▸ **Requirements**
Can you render the records below as a two-column CSV with the headers instruction and output, one row per record, each field in double quotes and any line breaks replaced by spaces?
• • • • • • •
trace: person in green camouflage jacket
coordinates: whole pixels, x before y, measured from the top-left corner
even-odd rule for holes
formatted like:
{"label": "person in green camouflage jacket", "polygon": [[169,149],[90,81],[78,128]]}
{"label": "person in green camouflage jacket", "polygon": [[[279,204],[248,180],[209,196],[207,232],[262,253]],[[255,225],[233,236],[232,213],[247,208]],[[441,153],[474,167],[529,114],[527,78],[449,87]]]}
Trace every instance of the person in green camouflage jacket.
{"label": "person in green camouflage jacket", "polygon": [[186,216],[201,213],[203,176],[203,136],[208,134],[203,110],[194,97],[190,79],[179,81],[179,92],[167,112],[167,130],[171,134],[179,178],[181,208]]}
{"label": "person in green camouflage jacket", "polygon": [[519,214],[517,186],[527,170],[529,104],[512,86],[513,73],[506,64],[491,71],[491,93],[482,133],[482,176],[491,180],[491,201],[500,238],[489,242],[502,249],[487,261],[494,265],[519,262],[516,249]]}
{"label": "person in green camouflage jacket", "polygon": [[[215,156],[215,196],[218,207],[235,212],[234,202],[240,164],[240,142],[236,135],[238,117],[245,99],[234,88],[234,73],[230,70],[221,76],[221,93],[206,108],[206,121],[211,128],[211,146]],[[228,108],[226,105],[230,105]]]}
• • • • • • •
▸ **Written solution**
instruction,output
"trace: person in green camouflage jacket coordinates: whole pixels, x before y, measured from the top-left corner even-odd rule for holes formatted like: {""label"": ""person in green camouflage jacket"", ""polygon"": [[169,149],[90,81],[78,128]]} {""label"": ""person in green camouflage jacket"", ""polygon"": [[[279,204],[248,180],[209,196],[207,232],[262,253]],[[255,225],[233,236],[232,213],[247,208]],[[441,153],[474,167],[529,114],[527,78],[449,87]]]} Trace every instance of the person in green camouflage jacket.","{""label"": ""person in green camouflage jacket"", ""polygon"": [[186,216],[201,213],[203,176],[203,136],[208,134],[203,110],[194,97],[190,79],[179,81],[179,92],[167,112],[167,130],[171,134],[179,178],[181,208]]} {""label"": ""person in green camouflage jacket"", ""polygon"": [[519,214],[517,186],[527,170],[529,104],[512,86],[513,73],[506,64],[491,71],[491,93],[482,133],[482,176],[491,180],[491,201],[500,238],[489,242],[502,249],[487,261],[494,265],[519,262],[516,249]]} {""label"": ""person in green camouflage jacket"", ""polygon"": [[[215,156],[215,196],[218,207],[235,212],[234,202],[240,164],[240,142],[236,135],[238,117],[245,99],[234,88],[234,73],[230,70],[221,76],[221,93],[206,108],[206,121],[211,128],[211,146]],[[228,108],[226,105],[230,105]]]}"